**EXERCISE OBJECTIVE**.
Lift every line from the entries that includes the word "bark".

Natural language region descriptions
===

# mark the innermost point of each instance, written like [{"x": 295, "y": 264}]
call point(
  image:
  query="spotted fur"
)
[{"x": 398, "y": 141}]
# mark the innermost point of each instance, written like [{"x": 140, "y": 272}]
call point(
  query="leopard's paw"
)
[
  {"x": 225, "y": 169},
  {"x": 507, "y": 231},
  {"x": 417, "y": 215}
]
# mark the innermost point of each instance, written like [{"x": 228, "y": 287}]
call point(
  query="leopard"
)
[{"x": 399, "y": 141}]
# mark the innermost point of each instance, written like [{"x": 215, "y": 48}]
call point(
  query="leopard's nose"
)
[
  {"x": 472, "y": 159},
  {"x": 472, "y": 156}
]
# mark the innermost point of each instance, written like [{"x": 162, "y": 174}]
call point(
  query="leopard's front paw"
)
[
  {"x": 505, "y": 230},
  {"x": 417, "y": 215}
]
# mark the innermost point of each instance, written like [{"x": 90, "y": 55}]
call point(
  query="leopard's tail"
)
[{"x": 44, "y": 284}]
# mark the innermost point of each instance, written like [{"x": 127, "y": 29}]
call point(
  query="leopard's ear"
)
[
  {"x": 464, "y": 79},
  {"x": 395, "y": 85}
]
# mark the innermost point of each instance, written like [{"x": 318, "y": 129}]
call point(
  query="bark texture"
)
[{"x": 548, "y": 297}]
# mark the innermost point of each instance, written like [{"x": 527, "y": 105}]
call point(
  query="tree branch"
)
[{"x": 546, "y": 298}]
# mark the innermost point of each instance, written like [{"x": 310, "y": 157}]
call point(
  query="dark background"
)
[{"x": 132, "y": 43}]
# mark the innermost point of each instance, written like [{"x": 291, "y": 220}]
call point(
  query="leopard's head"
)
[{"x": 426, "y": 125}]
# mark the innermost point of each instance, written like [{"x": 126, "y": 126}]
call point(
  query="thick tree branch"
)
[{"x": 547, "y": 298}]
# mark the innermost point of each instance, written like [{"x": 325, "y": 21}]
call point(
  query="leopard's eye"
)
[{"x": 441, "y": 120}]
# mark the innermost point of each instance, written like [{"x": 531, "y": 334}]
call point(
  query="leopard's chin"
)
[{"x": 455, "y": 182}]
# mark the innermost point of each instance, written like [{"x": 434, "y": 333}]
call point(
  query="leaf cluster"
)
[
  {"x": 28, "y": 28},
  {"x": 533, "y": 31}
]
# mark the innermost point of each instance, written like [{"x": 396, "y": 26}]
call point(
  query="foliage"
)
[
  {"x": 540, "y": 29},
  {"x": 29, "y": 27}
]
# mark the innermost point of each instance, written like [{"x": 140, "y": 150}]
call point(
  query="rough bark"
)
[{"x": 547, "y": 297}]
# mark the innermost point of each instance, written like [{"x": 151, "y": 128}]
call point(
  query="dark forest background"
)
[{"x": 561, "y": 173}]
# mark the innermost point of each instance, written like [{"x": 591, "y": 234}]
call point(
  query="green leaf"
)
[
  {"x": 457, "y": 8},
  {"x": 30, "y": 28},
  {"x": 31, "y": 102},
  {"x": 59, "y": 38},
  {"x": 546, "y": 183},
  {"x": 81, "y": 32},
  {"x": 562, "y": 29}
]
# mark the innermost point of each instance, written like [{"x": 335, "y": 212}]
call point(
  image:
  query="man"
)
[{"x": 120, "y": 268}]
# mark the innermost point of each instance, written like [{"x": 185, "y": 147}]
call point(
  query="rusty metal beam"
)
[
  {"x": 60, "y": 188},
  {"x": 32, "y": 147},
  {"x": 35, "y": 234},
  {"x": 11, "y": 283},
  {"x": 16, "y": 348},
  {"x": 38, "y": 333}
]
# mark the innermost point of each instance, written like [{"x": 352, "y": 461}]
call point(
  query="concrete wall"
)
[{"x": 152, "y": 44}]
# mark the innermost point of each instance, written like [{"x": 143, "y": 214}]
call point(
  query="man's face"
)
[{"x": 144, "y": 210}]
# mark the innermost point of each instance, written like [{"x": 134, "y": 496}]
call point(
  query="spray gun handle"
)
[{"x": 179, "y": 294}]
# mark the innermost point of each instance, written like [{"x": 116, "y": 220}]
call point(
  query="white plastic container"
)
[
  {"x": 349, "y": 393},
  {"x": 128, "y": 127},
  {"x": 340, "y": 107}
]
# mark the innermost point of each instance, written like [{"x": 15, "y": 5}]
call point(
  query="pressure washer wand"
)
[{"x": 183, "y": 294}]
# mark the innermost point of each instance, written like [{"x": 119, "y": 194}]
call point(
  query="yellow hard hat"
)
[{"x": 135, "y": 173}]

===

**RESPONSE TO THE EXERCISE**.
  query="bark texture"
  query="rough bark"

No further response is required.